AVAILABLE RECORDS:
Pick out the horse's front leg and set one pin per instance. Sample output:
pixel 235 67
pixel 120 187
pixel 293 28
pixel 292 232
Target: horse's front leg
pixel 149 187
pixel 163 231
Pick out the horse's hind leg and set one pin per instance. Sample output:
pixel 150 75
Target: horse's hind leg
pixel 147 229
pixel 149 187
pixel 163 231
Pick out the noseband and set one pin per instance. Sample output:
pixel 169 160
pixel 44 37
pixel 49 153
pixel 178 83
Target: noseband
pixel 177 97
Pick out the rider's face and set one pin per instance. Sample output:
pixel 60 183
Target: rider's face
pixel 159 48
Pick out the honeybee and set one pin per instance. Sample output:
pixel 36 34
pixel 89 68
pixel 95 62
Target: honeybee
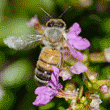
pixel 53 37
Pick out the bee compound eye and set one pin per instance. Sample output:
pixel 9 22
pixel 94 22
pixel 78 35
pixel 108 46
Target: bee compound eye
pixel 50 24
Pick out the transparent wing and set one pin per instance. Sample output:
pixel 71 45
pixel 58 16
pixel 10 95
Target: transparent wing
pixel 23 42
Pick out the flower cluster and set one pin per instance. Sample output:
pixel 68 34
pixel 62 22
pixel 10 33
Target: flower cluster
pixel 46 93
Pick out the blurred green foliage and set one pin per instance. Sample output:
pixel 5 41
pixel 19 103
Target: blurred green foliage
pixel 94 19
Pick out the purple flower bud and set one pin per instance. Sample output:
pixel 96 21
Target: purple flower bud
pixel 78 68
pixel 75 41
pixel 104 88
pixel 47 93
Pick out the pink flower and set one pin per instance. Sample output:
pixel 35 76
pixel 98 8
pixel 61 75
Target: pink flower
pixel 65 74
pixel 47 93
pixel 104 88
pixel 34 20
pixel 78 68
pixel 75 41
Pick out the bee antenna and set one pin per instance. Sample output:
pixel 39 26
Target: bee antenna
pixel 64 12
pixel 45 12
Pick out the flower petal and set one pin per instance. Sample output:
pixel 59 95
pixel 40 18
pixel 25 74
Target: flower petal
pixel 75 28
pixel 32 22
pixel 78 68
pixel 81 44
pixel 55 75
pixel 65 74
pixel 42 100
pixel 78 55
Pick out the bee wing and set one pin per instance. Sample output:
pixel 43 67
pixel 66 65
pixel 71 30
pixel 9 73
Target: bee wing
pixel 23 42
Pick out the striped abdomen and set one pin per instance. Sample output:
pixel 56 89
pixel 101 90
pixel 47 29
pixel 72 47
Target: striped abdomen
pixel 47 58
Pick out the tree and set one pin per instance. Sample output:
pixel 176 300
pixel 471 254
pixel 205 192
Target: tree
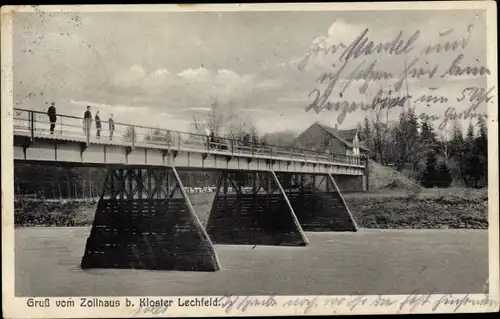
pixel 481 150
pixel 427 137
pixel 406 137
pixel 470 167
pixel 457 143
pixel 444 175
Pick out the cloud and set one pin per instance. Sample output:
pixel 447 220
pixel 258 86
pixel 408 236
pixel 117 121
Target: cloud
pixel 198 109
pixel 199 73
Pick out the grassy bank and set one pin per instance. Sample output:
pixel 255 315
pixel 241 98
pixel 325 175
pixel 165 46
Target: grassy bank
pixel 389 209
pixel 428 209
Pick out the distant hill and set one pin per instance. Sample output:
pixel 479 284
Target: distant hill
pixel 283 138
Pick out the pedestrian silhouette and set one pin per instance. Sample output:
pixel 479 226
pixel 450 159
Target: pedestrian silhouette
pixel 98 124
pixel 111 123
pixel 87 121
pixel 51 112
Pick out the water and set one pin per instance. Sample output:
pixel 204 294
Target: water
pixel 367 262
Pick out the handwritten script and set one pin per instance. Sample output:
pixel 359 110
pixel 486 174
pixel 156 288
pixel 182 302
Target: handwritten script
pixel 307 305
pixel 363 62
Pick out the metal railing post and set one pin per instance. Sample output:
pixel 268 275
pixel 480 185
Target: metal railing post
pixel 32 124
pixel 87 130
pixel 133 136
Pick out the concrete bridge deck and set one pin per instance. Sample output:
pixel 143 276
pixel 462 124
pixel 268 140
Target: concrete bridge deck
pixel 149 146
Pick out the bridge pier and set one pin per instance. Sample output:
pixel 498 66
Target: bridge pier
pixel 144 220
pixel 252 209
pixel 317 202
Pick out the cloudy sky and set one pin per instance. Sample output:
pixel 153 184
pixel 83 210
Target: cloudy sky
pixel 164 68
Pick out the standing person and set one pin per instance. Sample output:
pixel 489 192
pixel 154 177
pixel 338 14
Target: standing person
pixel 111 123
pixel 87 121
pixel 51 112
pixel 98 124
pixel 212 139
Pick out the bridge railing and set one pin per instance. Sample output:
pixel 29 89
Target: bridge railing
pixel 37 124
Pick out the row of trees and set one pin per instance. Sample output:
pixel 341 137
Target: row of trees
pixel 435 159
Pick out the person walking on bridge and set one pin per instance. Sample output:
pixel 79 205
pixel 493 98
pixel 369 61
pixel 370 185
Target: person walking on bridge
pixel 111 123
pixel 87 121
pixel 98 125
pixel 51 112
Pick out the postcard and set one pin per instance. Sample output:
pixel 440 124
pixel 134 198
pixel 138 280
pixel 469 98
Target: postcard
pixel 249 159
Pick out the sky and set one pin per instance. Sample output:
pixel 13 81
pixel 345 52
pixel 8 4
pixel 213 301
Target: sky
pixel 164 68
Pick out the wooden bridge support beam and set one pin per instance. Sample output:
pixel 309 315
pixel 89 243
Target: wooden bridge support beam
pixel 318 203
pixel 144 221
pixel 255 212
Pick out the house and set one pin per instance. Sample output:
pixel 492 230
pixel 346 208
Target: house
pixel 323 138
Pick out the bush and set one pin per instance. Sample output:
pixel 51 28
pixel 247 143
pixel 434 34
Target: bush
pixel 435 175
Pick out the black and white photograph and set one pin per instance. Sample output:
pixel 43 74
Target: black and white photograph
pixel 288 151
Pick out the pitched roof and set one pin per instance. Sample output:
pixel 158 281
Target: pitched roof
pixel 349 134
pixel 335 133
pixel 345 136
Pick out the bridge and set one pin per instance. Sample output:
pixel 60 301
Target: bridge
pixel 144 217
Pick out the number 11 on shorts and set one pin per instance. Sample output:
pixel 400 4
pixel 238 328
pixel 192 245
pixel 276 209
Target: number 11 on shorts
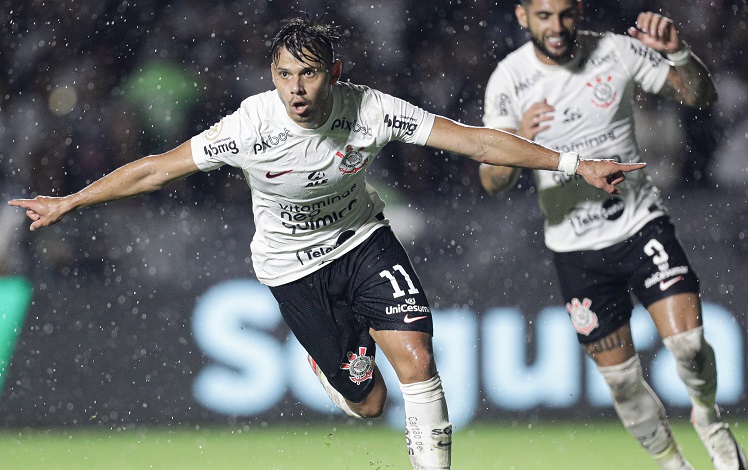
pixel 397 291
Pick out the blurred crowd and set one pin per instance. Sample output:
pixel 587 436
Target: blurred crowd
pixel 88 85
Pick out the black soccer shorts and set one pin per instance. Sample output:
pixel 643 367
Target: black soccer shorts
pixel 331 310
pixel 597 284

WORK ORDER: Look above for the line containing "pixel 60 301", then retype it and each line after it to the end of the records, exactly and without pictures.

SOLUTION:
pixel 60 301
Target: bridge
pixel 144 217
Pick out the number 11 on shorts and set one pin per instance. Sample output:
pixel 400 4
pixel 238 328
pixel 192 245
pixel 276 209
Target: number 11 on shorts
pixel 397 291
Pick out the blurred crowd and set one pin per instance. Sample output:
pixel 587 436
Target: blurred crowd
pixel 88 85
Pick out the black soccer shorts and set one pin per instance. Sample output:
pixel 643 367
Target: black soccer shorts
pixel 331 310
pixel 597 284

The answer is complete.